▸ **EXERCISE REQUIREMENTS**
Once you find the line with "Guideline — for every instance of the stone" in the data that follows, repeat it and every line after it exactly, through the line with "Guideline — for every instance of the cloud, put".

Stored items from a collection
==============================
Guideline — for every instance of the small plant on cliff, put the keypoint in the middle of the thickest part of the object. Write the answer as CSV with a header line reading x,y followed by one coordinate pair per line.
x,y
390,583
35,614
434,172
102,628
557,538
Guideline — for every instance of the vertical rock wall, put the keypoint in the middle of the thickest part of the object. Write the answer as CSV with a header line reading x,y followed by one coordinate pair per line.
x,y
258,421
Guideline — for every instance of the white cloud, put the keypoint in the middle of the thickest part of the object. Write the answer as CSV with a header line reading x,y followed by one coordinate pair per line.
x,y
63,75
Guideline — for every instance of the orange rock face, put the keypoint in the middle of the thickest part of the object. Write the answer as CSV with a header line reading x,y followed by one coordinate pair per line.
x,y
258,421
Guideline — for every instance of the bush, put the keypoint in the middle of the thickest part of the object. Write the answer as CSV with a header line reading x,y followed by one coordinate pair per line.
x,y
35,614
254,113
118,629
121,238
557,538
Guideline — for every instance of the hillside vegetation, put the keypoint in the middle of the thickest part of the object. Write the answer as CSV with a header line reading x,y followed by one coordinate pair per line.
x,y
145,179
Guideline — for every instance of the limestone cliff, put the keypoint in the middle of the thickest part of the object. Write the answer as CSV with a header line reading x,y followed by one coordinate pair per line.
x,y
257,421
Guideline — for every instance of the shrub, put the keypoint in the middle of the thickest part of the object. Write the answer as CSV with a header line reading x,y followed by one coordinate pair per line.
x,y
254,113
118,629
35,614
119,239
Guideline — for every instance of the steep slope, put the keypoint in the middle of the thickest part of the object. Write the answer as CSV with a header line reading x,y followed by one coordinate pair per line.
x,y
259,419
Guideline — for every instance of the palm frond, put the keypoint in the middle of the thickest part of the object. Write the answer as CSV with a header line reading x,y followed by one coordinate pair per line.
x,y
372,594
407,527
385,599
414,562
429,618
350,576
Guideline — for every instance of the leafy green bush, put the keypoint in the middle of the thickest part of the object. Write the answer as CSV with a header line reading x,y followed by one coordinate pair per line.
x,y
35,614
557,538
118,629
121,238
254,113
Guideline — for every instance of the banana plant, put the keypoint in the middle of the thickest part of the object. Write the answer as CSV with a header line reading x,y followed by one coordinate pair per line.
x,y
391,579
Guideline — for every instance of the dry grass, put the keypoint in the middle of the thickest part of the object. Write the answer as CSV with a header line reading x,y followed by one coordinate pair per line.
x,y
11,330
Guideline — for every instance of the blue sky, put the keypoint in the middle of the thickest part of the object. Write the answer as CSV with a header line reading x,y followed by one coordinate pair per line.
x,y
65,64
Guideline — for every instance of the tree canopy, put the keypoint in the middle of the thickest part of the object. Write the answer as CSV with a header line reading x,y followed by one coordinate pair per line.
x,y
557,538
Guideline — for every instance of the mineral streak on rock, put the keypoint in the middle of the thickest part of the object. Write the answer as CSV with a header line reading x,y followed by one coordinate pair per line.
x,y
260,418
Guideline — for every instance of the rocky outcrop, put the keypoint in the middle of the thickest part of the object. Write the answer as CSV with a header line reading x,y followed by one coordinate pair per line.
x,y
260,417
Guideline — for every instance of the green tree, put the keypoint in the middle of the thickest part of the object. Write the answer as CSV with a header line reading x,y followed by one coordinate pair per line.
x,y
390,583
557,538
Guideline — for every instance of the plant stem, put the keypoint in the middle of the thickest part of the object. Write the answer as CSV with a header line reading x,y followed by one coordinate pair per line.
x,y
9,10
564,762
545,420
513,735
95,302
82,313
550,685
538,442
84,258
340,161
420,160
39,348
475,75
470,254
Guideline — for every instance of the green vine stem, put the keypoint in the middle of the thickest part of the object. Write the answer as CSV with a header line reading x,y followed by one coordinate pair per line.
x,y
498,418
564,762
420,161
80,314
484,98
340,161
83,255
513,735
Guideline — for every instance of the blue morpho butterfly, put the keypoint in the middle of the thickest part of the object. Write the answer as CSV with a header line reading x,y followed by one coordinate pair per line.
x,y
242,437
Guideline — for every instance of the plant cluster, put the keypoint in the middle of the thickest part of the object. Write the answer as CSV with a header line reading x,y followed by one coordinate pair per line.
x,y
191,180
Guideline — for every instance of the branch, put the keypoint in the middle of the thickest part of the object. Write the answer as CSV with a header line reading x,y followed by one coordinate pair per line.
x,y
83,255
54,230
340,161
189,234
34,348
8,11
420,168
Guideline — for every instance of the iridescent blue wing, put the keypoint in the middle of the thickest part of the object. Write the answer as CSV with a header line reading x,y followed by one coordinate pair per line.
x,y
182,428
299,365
==============================
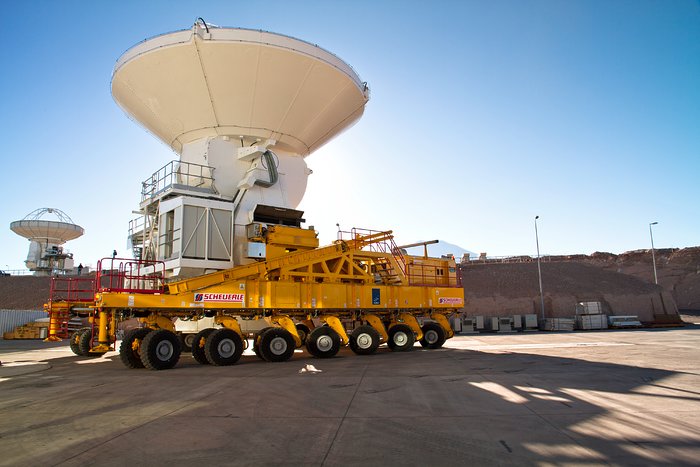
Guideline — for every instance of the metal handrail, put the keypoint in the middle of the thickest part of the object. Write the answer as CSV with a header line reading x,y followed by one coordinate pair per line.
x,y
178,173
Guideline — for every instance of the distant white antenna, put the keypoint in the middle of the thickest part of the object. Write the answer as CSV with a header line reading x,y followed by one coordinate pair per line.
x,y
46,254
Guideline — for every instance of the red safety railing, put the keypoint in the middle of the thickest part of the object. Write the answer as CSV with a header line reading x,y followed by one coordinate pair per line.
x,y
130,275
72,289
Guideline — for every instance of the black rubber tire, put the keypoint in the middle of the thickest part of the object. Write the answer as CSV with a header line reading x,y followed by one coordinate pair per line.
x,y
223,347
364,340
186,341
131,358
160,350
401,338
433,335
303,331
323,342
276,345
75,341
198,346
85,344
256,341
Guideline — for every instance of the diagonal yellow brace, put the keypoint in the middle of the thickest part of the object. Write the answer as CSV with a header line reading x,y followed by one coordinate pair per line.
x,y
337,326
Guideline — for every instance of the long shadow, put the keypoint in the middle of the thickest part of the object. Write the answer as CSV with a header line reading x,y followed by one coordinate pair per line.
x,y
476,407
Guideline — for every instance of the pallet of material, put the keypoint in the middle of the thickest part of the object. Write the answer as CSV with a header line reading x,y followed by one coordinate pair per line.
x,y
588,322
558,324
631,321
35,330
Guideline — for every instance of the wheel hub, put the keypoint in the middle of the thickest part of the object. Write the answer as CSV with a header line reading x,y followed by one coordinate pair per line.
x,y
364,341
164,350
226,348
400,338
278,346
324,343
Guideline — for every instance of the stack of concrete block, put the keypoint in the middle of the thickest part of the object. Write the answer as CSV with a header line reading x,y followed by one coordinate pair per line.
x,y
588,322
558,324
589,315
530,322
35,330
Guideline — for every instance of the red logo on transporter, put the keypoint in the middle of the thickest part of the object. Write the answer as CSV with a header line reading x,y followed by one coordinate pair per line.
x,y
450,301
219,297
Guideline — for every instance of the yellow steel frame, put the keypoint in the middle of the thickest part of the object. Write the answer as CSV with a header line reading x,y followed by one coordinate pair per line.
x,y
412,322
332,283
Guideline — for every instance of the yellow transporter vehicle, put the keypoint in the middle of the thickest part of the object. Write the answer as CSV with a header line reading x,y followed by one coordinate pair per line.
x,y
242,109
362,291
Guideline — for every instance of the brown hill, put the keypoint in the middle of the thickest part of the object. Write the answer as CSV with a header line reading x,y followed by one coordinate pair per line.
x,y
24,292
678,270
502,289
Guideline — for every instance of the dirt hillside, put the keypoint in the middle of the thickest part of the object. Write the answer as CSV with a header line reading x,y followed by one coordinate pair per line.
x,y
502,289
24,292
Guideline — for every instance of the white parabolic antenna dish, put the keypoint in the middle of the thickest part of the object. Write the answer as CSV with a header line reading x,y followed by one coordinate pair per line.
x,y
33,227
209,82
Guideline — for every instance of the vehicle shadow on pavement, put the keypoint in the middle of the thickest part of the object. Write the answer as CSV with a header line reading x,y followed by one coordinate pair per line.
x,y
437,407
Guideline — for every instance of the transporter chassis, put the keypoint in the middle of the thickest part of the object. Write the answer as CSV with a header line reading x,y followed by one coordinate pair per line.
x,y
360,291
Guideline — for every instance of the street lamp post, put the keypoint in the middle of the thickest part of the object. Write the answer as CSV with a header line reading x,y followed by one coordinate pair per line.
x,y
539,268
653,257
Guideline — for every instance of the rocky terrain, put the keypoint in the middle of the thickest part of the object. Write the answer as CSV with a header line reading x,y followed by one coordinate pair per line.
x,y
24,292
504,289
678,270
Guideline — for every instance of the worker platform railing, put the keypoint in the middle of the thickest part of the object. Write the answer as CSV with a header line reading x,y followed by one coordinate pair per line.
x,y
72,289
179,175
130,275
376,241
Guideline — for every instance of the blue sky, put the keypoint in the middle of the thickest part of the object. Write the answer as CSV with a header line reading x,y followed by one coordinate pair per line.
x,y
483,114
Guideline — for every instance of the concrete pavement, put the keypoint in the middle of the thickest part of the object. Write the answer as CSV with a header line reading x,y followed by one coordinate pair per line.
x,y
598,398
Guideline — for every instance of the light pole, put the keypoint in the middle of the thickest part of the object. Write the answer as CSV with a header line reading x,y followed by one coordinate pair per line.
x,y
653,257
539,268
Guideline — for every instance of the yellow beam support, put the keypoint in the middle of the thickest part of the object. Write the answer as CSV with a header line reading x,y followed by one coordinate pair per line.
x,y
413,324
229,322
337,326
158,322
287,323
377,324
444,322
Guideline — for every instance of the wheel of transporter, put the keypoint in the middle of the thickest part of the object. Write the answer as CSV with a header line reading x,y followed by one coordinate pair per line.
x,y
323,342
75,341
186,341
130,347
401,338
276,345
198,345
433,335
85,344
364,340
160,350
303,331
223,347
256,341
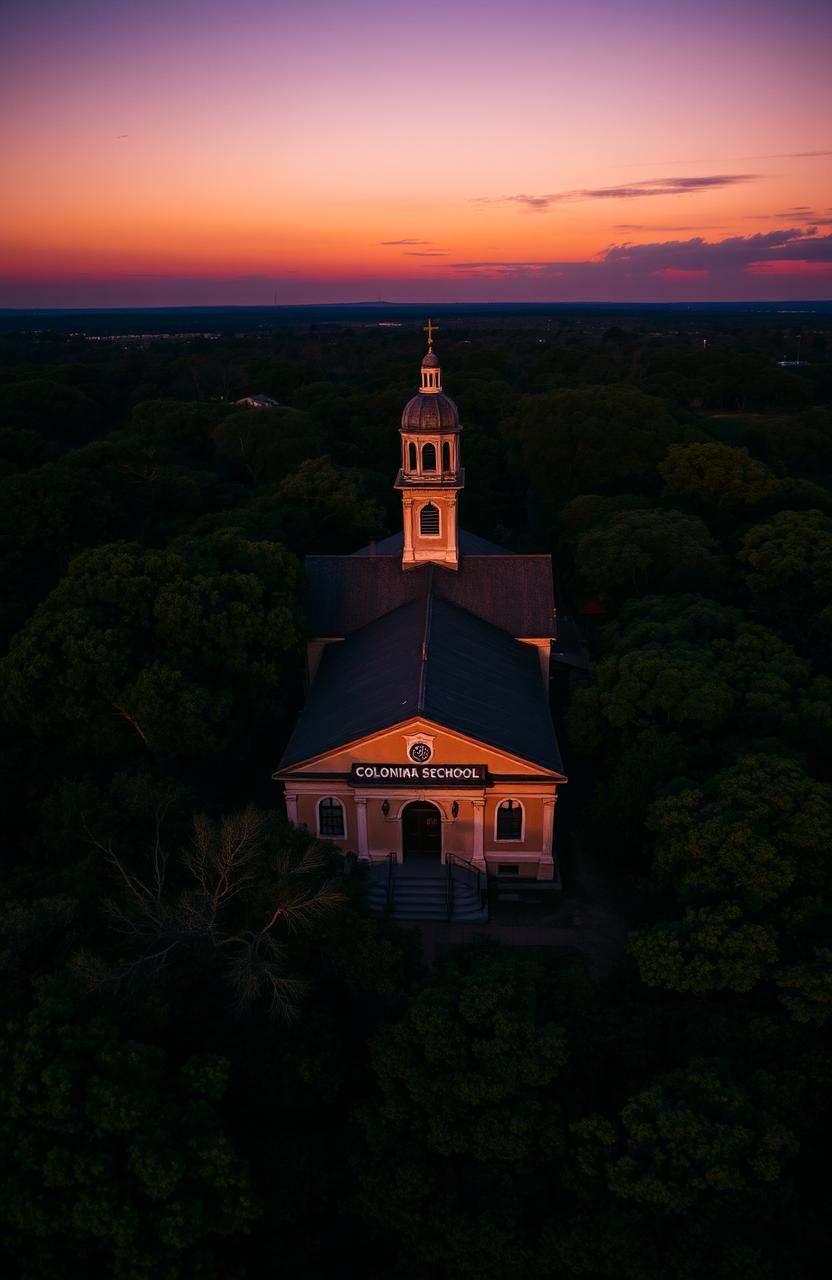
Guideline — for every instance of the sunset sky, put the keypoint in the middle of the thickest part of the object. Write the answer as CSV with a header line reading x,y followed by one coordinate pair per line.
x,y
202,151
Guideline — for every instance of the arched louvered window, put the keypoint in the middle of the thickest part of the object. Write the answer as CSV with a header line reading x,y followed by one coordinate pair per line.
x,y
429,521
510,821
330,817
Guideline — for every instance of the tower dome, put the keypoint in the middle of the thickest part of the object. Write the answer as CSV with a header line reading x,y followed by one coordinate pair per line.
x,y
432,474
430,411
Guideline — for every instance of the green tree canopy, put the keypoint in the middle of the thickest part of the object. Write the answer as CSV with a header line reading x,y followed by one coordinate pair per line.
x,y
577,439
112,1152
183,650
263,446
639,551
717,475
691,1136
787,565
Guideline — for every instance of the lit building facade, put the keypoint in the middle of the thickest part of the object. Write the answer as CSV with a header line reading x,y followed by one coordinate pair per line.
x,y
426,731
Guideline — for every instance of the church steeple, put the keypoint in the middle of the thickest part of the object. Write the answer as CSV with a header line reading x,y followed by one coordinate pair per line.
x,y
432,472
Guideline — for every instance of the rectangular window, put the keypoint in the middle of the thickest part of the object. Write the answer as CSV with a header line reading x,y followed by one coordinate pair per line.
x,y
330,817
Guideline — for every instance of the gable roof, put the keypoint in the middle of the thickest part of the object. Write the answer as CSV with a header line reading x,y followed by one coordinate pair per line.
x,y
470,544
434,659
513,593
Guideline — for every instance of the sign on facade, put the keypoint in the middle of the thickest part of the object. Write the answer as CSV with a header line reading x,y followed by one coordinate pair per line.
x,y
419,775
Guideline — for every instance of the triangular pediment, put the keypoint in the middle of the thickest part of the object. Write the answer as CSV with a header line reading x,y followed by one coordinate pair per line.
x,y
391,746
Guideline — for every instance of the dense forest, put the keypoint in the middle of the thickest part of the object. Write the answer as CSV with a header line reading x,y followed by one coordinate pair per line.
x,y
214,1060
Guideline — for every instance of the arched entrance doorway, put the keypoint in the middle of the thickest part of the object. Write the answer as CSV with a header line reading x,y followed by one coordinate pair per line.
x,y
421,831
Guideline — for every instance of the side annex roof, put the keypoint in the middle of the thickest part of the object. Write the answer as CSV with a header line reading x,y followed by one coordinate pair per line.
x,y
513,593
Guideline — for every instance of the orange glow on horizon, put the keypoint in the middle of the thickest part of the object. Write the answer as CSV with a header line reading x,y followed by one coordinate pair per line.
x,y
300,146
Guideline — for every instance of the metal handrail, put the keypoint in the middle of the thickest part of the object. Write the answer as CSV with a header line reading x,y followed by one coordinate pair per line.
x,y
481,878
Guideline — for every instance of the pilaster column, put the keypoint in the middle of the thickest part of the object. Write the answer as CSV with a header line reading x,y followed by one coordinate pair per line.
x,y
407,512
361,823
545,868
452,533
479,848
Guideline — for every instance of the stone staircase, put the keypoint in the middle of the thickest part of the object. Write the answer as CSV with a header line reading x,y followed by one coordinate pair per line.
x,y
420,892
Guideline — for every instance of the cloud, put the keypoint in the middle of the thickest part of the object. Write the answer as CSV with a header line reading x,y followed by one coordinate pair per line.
==============================
▸ **ANSWER BOX**
Guideline — for every instance of the stone staircase, put the keypoint in the middle of the thickest part of the object. Write the answer as CSV with a header line reading x,y followed by one coordinate pair per line.
x,y
420,892
Guideline — for every instance of the cloud, put the keypoint in the middle of the thickest part of the object. Write the answer as CSV with a header line reading x,y followed by one coordinate pair per line.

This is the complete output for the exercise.